• [TASK PROMPT] Starting at the line containing "Kindly put a point on every instance of the short" and ending at the final line of the listing below, lay out those lines as a JSON list of strings, one string per line, with blank lines left out.

• [RECORDS TO PROCESS]
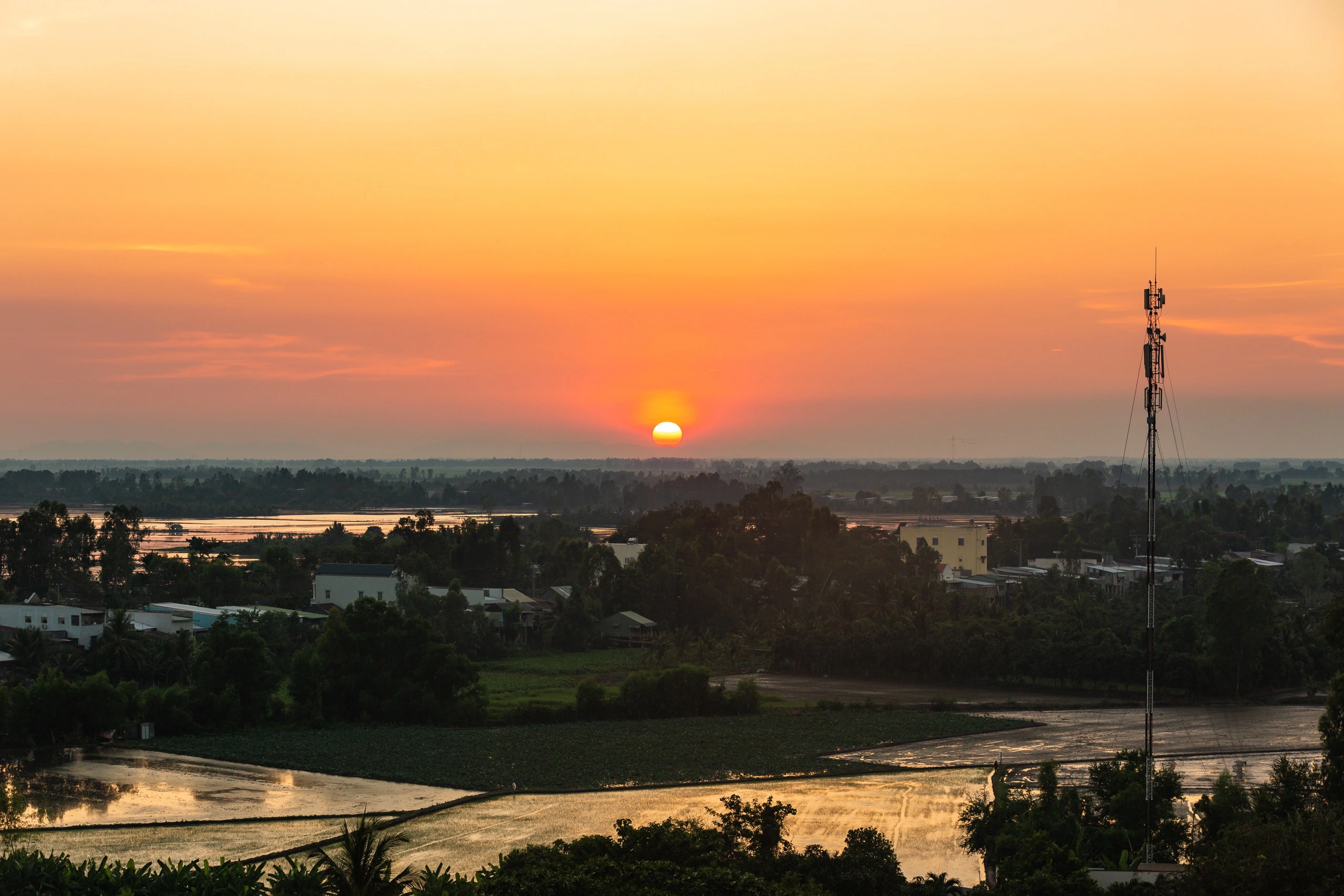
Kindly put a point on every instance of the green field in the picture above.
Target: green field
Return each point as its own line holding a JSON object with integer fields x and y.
{"x": 586, "y": 754}
{"x": 550, "y": 679}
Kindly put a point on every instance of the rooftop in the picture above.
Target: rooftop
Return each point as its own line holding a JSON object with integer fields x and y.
{"x": 381, "y": 570}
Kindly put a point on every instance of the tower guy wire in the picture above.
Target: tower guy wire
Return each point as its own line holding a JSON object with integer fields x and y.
{"x": 1155, "y": 368}
{"x": 1129, "y": 424}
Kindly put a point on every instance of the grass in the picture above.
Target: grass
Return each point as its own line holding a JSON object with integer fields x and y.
{"x": 550, "y": 679}
{"x": 586, "y": 754}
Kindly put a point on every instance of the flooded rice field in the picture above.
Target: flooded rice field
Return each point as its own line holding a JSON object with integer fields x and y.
{"x": 1202, "y": 742}
{"x": 916, "y": 805}
{"x": 239, "y": 529}
{"x": 113, "y": 786}
{"x": 918, "y": 810}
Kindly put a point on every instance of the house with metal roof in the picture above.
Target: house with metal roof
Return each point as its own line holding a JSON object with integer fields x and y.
{"x": 628, "y": 626}
{"x": 344, "y": 583}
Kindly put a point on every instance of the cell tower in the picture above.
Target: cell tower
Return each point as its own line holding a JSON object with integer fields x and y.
{"x": 1155, "y": 367}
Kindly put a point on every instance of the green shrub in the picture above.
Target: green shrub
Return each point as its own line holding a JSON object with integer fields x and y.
{"x": 38, "y": 873}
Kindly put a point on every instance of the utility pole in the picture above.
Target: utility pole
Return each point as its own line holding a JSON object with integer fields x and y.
{"x": 1155, "y": 368}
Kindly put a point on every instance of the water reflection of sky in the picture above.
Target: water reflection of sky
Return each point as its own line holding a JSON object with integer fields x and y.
{"x": 1201, "y": 741}
{"x": 239, "y": 529}
{"x": 916, "y": 808}
{"x": 120, "y": 786}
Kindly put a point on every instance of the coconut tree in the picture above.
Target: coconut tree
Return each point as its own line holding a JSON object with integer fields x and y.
{"x": 361, "y": 861}
{"x": 29, "y": 649}
{"x": 123, "y": 648}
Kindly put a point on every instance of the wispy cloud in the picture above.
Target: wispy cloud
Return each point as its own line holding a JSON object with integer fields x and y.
{"x": 193, "y": 249}
{"x": 255, "y": 356}
{"x": 172, "y": 249}
{"x": 1272, "y": 285}
{"x": 241, "y": 285}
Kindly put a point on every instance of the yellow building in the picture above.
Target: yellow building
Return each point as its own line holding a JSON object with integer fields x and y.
{"x": 960, "y": 544}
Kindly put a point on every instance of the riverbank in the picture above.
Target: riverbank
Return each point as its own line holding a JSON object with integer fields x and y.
{"x": 589, "y": 754}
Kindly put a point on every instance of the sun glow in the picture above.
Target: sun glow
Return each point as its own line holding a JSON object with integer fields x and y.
{"x": 667, "y": 434}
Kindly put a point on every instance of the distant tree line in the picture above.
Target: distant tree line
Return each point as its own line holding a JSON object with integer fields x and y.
{"x": 776, "y": 581}
{"x": 742, "y": 849}
{"x": 1284, "y": 836}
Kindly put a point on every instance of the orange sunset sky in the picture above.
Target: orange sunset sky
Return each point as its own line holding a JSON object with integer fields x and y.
{"x": 842, "y": 229}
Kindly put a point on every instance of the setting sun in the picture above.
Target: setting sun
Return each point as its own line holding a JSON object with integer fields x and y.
{"x": 667, "y": 434}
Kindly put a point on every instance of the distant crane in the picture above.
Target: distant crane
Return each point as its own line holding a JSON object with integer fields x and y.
{"x": 1155, "y": 368}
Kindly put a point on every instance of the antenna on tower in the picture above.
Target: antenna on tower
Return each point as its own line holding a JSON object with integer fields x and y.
{"x": 1155, "y": 367}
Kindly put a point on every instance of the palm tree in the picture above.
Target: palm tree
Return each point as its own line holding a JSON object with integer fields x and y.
{"x": 29, "y": 649}
{"x": 682, "y": 640}
{"x": 123, "y": 645}
{"x": 362, "y": 861}
{"x": 68, "y": 662}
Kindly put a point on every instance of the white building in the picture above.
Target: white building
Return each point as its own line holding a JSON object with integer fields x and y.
{"x": 201, "y": 617}
{"x": 164, "y": 621}
{"x": 628, "y": 553}
{"x": 344, "y": 583}
{"x": 56, "y": 621}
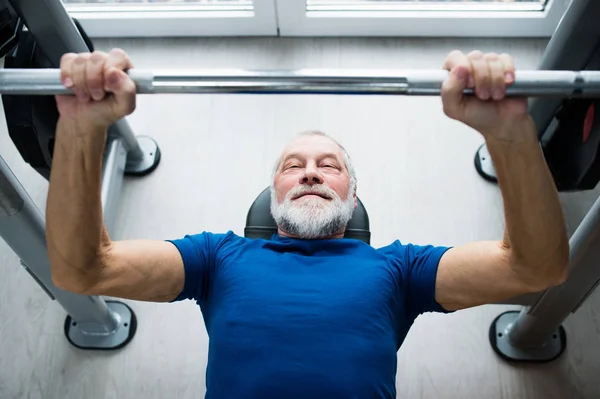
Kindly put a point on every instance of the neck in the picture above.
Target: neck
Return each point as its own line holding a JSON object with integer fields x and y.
{"x": 284, "y": 233}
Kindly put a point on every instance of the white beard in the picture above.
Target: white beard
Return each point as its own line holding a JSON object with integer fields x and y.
{"x": 312, "y": 218}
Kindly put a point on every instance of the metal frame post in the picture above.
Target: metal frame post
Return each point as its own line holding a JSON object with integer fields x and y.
{"x": 56, "y": 34}
{"x": 92, "y": 323}
{"x": 578, "y": 25}
{"x": 535, "y": 334}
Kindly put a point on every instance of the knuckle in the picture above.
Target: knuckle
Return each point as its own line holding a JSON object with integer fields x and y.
{"x": 97, "y": 57}
{"x": 118, "y": 51}
{"x": 66, "y": 58}
{"x": 490, "y": 56}
{"x": 475, "y": 54}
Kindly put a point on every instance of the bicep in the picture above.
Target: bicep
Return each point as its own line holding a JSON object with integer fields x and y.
{"x": 143, "y": 270}
{"x": 477, "y": 274}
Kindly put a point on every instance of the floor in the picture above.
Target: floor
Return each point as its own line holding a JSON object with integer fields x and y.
{"x": 416, "y": 178}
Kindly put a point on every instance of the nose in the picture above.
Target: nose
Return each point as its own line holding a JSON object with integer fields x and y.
{"x": 311, "y": 176}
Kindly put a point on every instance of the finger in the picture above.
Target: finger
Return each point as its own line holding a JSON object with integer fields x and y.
{"x": 65, "y": 69}
{"x": 124, "y": 98}
{"x": 453, "y": 87}
{"x": 117, "y": 60}
{"x": 95, "y": 74}
{"x": 496, "y": 68}
{"x": 78, "y": 74}
{"x": 481, "y": 73}
{"x": 509, "y": 68}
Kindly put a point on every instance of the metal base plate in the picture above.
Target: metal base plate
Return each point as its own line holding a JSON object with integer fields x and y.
{"x": 484, "y": 165}
{"x": 535, "y": 354}
{"x": 148, "y": 163}
{"x": 112, "y": 340}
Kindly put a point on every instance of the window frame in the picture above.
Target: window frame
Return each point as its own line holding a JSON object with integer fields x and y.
{"x": 295, "y": 20}
{"x": 156, "y": 20}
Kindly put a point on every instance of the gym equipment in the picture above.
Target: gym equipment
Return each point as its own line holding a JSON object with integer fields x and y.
{"x": 569, "y": 84}
{"x": 92, "y": 322}
{"x": 568, "y": 130}
{"x": 534, "y": 334}
{"x": 260, "y": 222}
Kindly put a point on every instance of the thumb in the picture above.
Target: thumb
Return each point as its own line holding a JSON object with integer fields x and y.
{"x": 452, "y": 92}
{"x": 124, "y": 91}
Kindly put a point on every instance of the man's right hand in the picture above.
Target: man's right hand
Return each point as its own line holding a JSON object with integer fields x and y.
{"x": 104, "y": 93}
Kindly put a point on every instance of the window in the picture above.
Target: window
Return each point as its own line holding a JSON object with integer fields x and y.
{"x": 467, "y": 18}
{"x": 135, "y": 18}
{"x": 425, "y": 18}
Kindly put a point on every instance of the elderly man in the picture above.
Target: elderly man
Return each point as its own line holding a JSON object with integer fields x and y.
{"x": 306, "y": 314}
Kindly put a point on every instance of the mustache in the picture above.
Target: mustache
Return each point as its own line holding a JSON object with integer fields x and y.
{"x": 320, "y": 189}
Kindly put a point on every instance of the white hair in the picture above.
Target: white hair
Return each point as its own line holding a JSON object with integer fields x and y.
{"x": 347, "y": 160}
{"x": 312, "y": 219}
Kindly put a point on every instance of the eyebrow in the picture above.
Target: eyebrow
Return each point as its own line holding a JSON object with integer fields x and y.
{"x": 298, "y": 155}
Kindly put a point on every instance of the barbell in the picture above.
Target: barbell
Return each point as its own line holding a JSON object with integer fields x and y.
{"x": 568, "y": 84}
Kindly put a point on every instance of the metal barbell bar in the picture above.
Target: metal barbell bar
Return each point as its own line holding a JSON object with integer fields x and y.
{"x": 570, "y": 84}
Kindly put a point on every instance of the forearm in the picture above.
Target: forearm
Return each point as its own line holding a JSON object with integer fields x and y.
{"x": 535, "y": 234}
{"x": 74, "y": 226}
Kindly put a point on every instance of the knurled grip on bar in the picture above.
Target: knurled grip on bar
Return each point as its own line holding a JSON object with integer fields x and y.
{"x": 308, "y": 81}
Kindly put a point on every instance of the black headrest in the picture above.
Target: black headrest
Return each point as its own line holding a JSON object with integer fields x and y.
{"x": 260, "y": 222}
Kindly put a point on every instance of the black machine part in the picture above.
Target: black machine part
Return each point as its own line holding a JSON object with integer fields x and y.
{"x": 31, "y": 120}
{"x": 571, "y": 143}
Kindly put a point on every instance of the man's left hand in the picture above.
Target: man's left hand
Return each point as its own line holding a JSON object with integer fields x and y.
{"x": 488, "y": 111}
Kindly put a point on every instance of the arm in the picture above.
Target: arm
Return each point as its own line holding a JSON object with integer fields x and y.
{"x": 83, "y": 259}
{"x": 534, "y": 252}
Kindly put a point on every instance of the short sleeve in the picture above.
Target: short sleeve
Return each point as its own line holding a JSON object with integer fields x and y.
{"x": 200, "y": 256}
{"x": 422, "y": 263}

• [WRITTEN RESPONSE]
[
  "Kindly put a point on every instance of the short sleeve in the picture above.",
  "Target: short sleeve",
  "Return each point as its own line holding a JSON object with integer fields x and y.",
  "{\"x\": 200, \"y\": 256}",
  "{\"x\": 422, \"y\": 263}"
]